_SELECTED PASSAGE_:
:::::

In addition, Pokala said this is a time when parents should establish good diet guidelines to promote not only oral health, but overall wellness. She said moms and dads should look for “hidden” sugar in food and avoid high-fructose corn syrup and refined carbohydrates, acidic food and drinks and sticky, sweet foods, “especially gummy vitamins, raisins and dried fruit.”

During this time, said Dr. Jeff Gray, a San Diego dentist, parents need to be careful about not spreading fear of the dentist. Highlight the positives – tell kids they can ride up and down in the dentist’s chair, and explain that the dentist will use a “special toothbrush” to look at their teeth instead of the word “pick.”

“Kids pick up on the things you say,” he said. “You want to be careful.”

Gray said by the time a child is 2 or 3, parents should bring them to the dentist for twice yearly visits. At this point in toddlerhood, he said parents should note if their kids’ teeth look like “picket fences.” He said big spaces between teeth are good at this age – baby teeth will fall out and be replaced by permanent teeth that are bigger and take up more room in the mouth.

“If baby teeth are perfect,” he said, “you might as well start saving money for the orthodontist.”

Childhood and preteen years

As they grow, Gray said parents should help kids with brushing until age 6 or 7.

“It’s a pain in the butt at bedtime, but it could be a great gift for your child,” he said.

To encourage brushing and flossing during childhood, he said there are tools such as water picks designed for kids and items such as GumChucks – a colorful, mini device that makes flossing fun.

The elementary school years, Shahangian said, are also when kids should get sealants applied during dental visits. He said it’s a clear liquid that’s painted on the teeth and cured with a light that prevents bacteria from moving into crevices in the teeth and creating cavities.

He said many dentists begin giving attention to possible orthodontic needs when children are age 6 or 7, adding that children ages 11 and 12 are the most common time to begin treating kids who need braces or other corrective measures.

Shahangian said kids with orthodontics are at a higher risk for cavities since hardware in the mouth allows more plaque to accumulate, traps bits of food and makes cleaning harder. For that reason, he said it’s important to keep up with regular checkups and for parents to make sure kids are brushing and flossing daily.

And since childhood is also a time when many kids are active in sports, Pokala said families should purchase a mouth guard from a sports store. She said parents should encourage kids to wear it during any contact sport, or when cycling, skate boarding, rollerblading and more.

If a child does lose or break a tooth, Gray said to find the missing or broken part of the tooth if possible and avoid touching the root. If a whole tooth is lost, he recommends placing it back in the mouth or putting it in milk or a wet paper towel and calling the dentist. The younger the child is, he said the higher the chances of putting the tooth back into place. And he said finding a knocked-out tooth is not always as hard as it may sound – he once saw a boy in his office who had help retrieving a lost tooth from a swimming pool.

:::::

_GIVEN INFORMATION_:
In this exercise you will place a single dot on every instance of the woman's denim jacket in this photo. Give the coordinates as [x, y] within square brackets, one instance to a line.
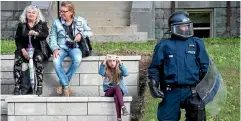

:::::

_ASSIGNED TASK 1_: List the activities during which, according to the children's dental care passage, parents should encourage kids to wear a mouth guard.
_ASSIGNED TASK 2_: Please say whether each statement agrees with the children's dental care passage, answering yes or no and quoting the deciding words: (a) Gray says parents should help kids with brushing until age 6 or 7. (b) Shahangian says ages 9 and 10 are the most common time to begin treating kids who need braces. (c) Gray recommends putting a knocked-out tooth in water.

_EXERCISE OUTPUT 1_:
- Any contact sport
- Cycling
- Skate boarding
- Rollerblading

_EXERCISE OUTPUT 2_:
(a) Yes: "parents should help kids with brushing until age 6 or 7."
(b) No: "children ages 11 and 12 are the most common time to begin treating kids who need braces or other corrective measures."
(c) No: "he recommends placing it back in the mouth or putting it in milk or a wet paper towel and calling the dentist."